■ THE TASK ■
Return every line of the listing below word for word, leaving out the pictures.

■ STORED DATA ■
------------------------------

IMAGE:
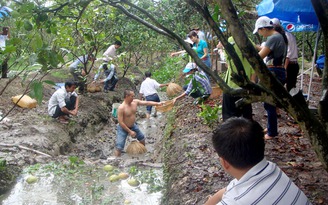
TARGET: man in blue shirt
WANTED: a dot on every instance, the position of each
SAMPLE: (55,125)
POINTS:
(199,86)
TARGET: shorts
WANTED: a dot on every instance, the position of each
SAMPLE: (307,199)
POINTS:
(121,136)
(154,97)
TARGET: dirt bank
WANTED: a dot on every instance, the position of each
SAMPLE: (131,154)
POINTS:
(194,171)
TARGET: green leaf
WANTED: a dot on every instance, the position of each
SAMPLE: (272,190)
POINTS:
(37,91)
(27,25)
(50,82)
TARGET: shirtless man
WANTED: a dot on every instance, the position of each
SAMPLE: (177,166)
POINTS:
(126,120)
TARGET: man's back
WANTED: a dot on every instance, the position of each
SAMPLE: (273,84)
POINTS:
(129,112)
(264,183)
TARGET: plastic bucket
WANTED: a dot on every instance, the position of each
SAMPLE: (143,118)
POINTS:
(114,109)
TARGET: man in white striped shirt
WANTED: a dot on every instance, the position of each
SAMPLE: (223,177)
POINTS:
(240,145)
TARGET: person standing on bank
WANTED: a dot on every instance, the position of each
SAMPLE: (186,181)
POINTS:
(291,63)
(77,69)
(203,89)
(110,74)
(148,90)
(201,48)
(239,143)
(127,121)
(64,102)
(5,35)
(274,50)
(110,53)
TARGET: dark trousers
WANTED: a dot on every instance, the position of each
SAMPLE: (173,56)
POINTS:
(4,67)
(110,84)
(77,76)
(229,108)
(70,105)
(272,122)
(292,72)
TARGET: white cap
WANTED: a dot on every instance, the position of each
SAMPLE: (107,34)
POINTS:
(275,21)
(262,22)
(189,67)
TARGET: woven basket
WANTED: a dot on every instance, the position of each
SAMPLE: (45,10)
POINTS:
(173,89)
(216,92)
(135,147)
(167,106)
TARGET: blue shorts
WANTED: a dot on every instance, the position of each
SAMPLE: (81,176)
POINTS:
(121,135)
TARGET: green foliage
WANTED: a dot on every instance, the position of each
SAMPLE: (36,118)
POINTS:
(3,164)
(168,70)
(210,114)
(37,91)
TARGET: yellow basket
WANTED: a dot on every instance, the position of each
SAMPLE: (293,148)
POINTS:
(216,92)
(167,106)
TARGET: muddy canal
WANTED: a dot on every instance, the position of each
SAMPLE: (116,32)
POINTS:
(76,181)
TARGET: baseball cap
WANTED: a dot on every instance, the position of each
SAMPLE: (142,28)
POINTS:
(262,22)
(189,67)
(275,21)
(188,40)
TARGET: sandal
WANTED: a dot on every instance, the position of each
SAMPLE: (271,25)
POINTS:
(63,121)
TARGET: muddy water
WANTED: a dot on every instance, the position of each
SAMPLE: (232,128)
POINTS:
(69,183)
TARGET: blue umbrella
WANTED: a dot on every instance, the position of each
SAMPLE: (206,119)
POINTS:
(4,11)
(296,11)
(295,15)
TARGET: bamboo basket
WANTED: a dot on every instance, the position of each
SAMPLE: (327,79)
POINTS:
(167,106)
(216,92)
(173,89)
(135,147)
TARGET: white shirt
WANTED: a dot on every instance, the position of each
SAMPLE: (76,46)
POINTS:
(3,39)
(81,59)
(263,184)
(292,52)
(58,98)
(110,53)
(149,87)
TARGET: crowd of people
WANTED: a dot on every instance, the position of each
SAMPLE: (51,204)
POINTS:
(238,140)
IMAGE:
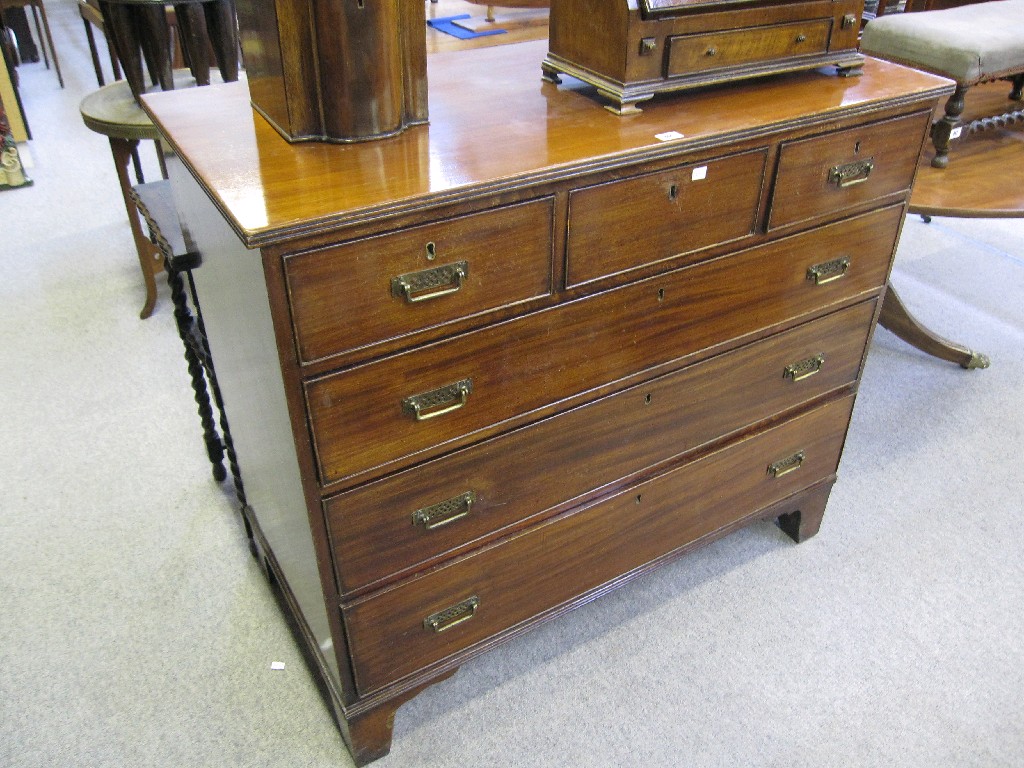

------------------------------

■ IN RESPONSE ■
IMAGE:
TARGET: man in blue shirt
WANTED: a dot on every instance, the position of each
SAMPLE: (55,125)
POINTS:
(199,86)
TARGET: shorts
WANTED: a dot on every instance, the position of each
SAMPLE: (307,199)
POINTS:
(121,136)
(154,97)
TARGET: dirt bank
WANTED: a dot on every instance, the position of each
SAMPLE: (131,154)
POINTS:
(194,171)
TARGET: green leaf
WANTED: a dot on every instance, the position of each
SAMPLE: (272,190)
POINTS:
(37,91)
(27,25)
(50,82)
TARGET: shirtless man
WANTED: a dot on every instance, the position of each
SAMPLE: (177,166)
POINTS:
(126,120)
TARGET: man's back
WANTED: a dot on every instance, the position of each
SAMPLE: (273,84)
POINTS:
(129,112)
(264,183)
TARGET: plastic bucket
WANTED: a dot on every instance, the position of each
SAMPLE: (143,118)
POINTS:
(114,109)
TARGET: man in white striped shirt
WANTED: a dot on every instance, the position of each
SAMPLE: (223,177)
POINTS:
(240,145)
TARGET: person standing on bank
WANTED: a dot on every instance, the position of each
SAMPLE: (186,181)
POINTS:
(291,63)
(77,69)
(203,89)
(110,74)
(148,90)
(201,48)
(239,143)
(127,121)
(64,102)
(5,35)
(274,50)
(110,53)
TARGET: dark trousers
WANTED: a dot on every instance, the position of each
SAMPLE: (173,56)
POINTS:
(4,67)
(110,84)
(77,76)
(229,108)
(70,105)
(272,122)
(292,72)
TARGET: white cap
WANTED: a dot on every instance, the position of each
SAMPLE: (107,34)
POINTS:
(275,21)
(262,22)
(189,67)
TARGET: woven basket
WANTED: a dot on every instance, the position of each
SAMPLE: (45,10)
POINTS:
(173,89)
(216,92)
(135,147)
(167,106)
TARGET: blue shorts
WANTED: a dot on every instance, the position of each
SAMPLE: (81,176)
POINTS:
(121,135)
TARGET: green foliage
WANTED: a dot on every instance, the position of each
SAMPLE: (36,118)
POINTS:
(3,164)
(168,70)
(210,114)
(37,91)
TARGET: yellow basket
WANTED: a dot on every instance, the position of each
SAMPLE: (293,148)
POINTS:
(216,92)
(167,106)
TARGET: muddy canal
WANTED: a dot on every instance, the position of each
SAMPLE: (116,32)
POINTS:
(76,181)
TARGET: baseball cap
WANTED: a dot on every instance, the position of each
SAMPLE: (142,28)
POINTS:
(262,22)
(189,67)
(275,21)
(188,40)
TARGET: sandal
WANTED: a dot on every instance, the position of each
SAMPLE: (271,25)
POINTS:
(63,121)
TARGET: muddy water
WANTED: a dot on every instance, the position of each
SAMPLE: (232,128)
POINTS:
(69,183)
TARGET: blue umbrella
WANTED: a dot on every instance, the position of each
SAMPLE: (206,119)
POINTS:
(4,11)
(296,11)
(295,15)
TARGET: bamboo basket
WANTED: a dot on every instance, the position of each
SAMPLE: (327,79)
POINTS:
(167,106)
(216,92)
(173,89)
(135,147)
TARGET: white shirt
WANTED: a dot on every instance, the position of each
SAMPLE: (76,46)
POINTS:
(3,39)
(81,59)
(263,184)
(292,52)
(58,98)
(110,53)
(149,87)
TARGET: crowd of people
WANTED: a dot on every instance, the position of each
SAMPLE: (51,204)
POINTS:
(238,140)
IMAGE:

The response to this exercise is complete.